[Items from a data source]

— begin —

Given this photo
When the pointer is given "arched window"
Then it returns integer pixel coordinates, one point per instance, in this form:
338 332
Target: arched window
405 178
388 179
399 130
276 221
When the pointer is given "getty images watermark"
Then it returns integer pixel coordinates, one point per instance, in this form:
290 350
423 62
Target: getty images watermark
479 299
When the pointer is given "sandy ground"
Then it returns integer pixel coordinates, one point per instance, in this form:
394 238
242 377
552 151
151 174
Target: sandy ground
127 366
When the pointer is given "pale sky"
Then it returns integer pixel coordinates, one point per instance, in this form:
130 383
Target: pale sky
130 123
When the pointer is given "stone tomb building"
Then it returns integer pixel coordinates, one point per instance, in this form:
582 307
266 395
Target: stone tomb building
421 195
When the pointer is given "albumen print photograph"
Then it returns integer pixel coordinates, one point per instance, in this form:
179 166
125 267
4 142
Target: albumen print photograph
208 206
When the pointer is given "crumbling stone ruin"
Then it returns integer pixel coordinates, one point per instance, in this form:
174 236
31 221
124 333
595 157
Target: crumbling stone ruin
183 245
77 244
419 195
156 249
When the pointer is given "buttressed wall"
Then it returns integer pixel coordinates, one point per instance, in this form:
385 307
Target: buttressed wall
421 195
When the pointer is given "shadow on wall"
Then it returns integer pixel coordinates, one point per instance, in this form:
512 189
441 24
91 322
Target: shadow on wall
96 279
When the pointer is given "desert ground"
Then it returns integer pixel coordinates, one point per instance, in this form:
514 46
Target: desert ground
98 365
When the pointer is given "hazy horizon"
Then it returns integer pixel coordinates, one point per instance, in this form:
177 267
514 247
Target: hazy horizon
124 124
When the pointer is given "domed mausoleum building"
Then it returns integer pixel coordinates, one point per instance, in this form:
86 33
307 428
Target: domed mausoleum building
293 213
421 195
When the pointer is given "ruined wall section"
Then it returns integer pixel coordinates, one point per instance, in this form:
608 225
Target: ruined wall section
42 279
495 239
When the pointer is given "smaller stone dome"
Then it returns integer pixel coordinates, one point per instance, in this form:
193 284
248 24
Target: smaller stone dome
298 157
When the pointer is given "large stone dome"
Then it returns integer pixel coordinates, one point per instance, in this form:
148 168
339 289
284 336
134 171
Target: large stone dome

— end —

## What the exercise asks
Print the material once more, exactly.

## Correct response
Given this photo
When the pointer is given "arched window"
Then it returns integer pixel coordinates, one point per instance, in this form:
338 332
Target: arched window
405 178
388 179
399 130
276 221
When the pointer is given "getty images watermark"
Then it returns integer pixel coordinates, one point per instance, in this form:
290 350
423 62
Target: getty images watermark
479 299
When the pointer is given "sandy ground"
Then it returns integer pixel coordinates, one point per instance, in this form:
394 238
242 377
552 151
151 174
Target: sandy ground
127 366
When the pointer is given "pale sky"
Then it returns integer pixel coordinates, one point per instance, in this form:
130 383
Target: pale sky
130 123
When the pointer is given "stone tomb building"
Then it returns integer pixel coordinates, one point per instance, in this form:
582 307
266 395
Target: stone tomb building
421 195
When the pointer is given "albumen print photograph"
Then it returns integer pixel coordinates, one point per instance, in this form:
179 166
125 267
4 142
Target: albumen print photograph
208 206
When the pointer is given "crumbling stone ruin"
Then it returns integer pixel coordinates, one point per instance, in this form:
174 236
31 221
124 333
595 157
Target: crumbling stone ruin
183 245
77 244
419 195
156 249
When the pointer is given "buttressed wall"
Then it returns integer pixel coordinates, one point per instance, in this form:
385 307
Target: buttressed wall
421 195
When the pointer is given "shadow on wall"
Then it returns integer pixel coordinates, one point per instance, in this form:
512 189
441 24
91 322
Target: shadow on wall
96 279
When the pointer is given "desert ground"
Then it returns integer pixel coordinates, one point per instance, in this form:
514 46
Target: desert ground
98 365
When the pointer is given "hazy horizon"
Then it returns integer pixel coordinates, one point per instance, in this form:
177 267
514 247
Target: hazy horizon
124 124
When the pointer is given "domed mausoleum building"
Then it returns integer pixel coordinates, one point per instance, in this form:
86 33
307 428
Target: domed mausoleum building
293 213
421 195
When the pointer is given "ruined wall section"
Then it returns integer pixel coordinates, one point per instance, in this form:
608 225
Target: ruined wall section
42 279
495 239
When the pointer is given "smaller stone dome"
Then it returns integer pixel coordinates, one point per instance, in this form:
193 284
248 24
Target: smaller stone dome
298 157
When the pointer is given "large stone dome"
Then it returns integer pixel coordinates, one point per instance, in this form:
148 168
339 289
284 336
134 171
Target: large stone dome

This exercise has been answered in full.